__What is needed__
In the entries below, the word "orange" appears on some lines. Copy each of those lines.

__Records__

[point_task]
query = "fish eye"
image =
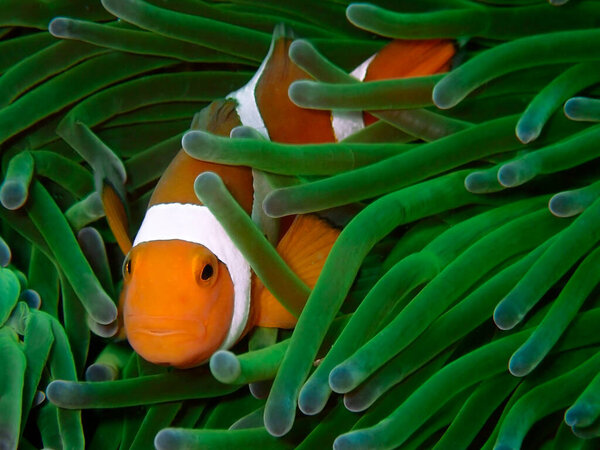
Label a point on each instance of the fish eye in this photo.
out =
(207, 272)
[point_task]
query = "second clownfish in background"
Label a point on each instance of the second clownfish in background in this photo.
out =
(188, 291)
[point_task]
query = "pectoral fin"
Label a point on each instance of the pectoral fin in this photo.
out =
(304, 247)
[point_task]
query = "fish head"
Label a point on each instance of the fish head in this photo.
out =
(177, 302)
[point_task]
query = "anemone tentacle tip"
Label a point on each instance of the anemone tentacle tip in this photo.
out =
(526, 132)
(506, 316)
(312, 400)
(58, 27)
(342, 379)
(225, 366)
(166, 439)
(579, 415)
(519, 365)
(441, 98)
(277, 422)
(13, 195)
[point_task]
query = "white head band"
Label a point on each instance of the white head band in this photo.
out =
(195, 223)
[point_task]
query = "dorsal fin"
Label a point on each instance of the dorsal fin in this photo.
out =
(116, 215)
(285, 121)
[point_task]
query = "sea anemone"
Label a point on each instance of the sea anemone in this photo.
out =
(458, 307)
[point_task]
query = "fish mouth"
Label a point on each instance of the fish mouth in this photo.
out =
(162, 326)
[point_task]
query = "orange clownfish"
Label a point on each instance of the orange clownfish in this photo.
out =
(188, 291)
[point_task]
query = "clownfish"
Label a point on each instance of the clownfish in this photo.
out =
(187, 289)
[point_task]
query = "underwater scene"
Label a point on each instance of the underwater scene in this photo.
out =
(312, 224)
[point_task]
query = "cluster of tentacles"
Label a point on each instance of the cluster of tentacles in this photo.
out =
(458, 307)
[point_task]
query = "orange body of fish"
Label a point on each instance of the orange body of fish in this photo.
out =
(187, 291)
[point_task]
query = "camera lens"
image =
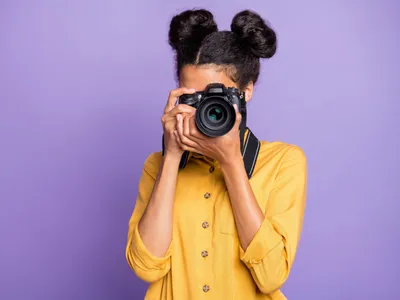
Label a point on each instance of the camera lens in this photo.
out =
(215, 116)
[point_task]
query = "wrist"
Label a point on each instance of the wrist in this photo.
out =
(172, 157)
(230, 162)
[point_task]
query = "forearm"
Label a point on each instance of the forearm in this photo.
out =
(247, 213)
(155, 226)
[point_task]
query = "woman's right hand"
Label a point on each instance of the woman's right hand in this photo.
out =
(169, 121)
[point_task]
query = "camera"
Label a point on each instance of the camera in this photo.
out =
(215, 113)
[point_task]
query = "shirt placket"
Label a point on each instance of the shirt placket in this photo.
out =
(205, 251)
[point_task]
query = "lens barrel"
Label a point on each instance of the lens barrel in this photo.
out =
(215, 116)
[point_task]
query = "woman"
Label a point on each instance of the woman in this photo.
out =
(207, 231)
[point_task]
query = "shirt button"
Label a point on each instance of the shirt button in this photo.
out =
(206, 288)
(205, 224)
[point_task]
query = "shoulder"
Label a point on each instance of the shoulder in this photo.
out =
(152, 163)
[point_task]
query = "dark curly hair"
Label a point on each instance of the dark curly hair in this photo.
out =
(194, 36)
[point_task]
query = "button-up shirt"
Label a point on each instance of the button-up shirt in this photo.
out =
(205, 259)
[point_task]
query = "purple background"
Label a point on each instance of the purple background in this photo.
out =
(82, 88)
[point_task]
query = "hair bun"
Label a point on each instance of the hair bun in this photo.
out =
(190, 27)
(252, 29)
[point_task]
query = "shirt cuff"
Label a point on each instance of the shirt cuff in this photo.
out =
(265, 240)
(148, 260)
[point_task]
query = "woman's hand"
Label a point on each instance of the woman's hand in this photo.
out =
(223, 148)
(169, 121)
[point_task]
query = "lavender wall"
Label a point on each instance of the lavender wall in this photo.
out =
(82, 87)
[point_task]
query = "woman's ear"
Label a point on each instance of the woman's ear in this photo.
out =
(248, 90)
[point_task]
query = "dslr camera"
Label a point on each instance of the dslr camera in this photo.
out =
(215, 113)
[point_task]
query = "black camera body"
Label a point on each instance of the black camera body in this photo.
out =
(215, 113)
(216, 116)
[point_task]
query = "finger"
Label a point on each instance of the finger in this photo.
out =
(179, 124)
(238, 117)
(173, 97)
(194, 132)
(177, 138)
(186, 126)
(185, 139)
(189, 148)
(180, 109)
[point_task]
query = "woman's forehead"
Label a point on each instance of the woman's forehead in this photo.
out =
(198, 77)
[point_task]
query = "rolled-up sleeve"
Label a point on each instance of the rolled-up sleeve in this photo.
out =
(271, 252)
(145, 265)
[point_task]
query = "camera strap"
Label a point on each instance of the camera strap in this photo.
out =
(250, 148)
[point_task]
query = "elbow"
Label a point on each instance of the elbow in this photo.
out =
(150, 276)
(145, 270)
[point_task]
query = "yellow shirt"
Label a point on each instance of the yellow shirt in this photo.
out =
(205, 259)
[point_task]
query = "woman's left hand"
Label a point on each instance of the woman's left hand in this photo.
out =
(223, 148)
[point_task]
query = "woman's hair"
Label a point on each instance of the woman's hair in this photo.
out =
(194, 36)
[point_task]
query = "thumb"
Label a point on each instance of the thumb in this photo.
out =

__Answer to this exercise__
query = "orange clownfish"
Label a point on each instance of the orange clownfish in this photo.
query = "orange body of fish"
Label a point on each instance of the orange body of fish in this photo.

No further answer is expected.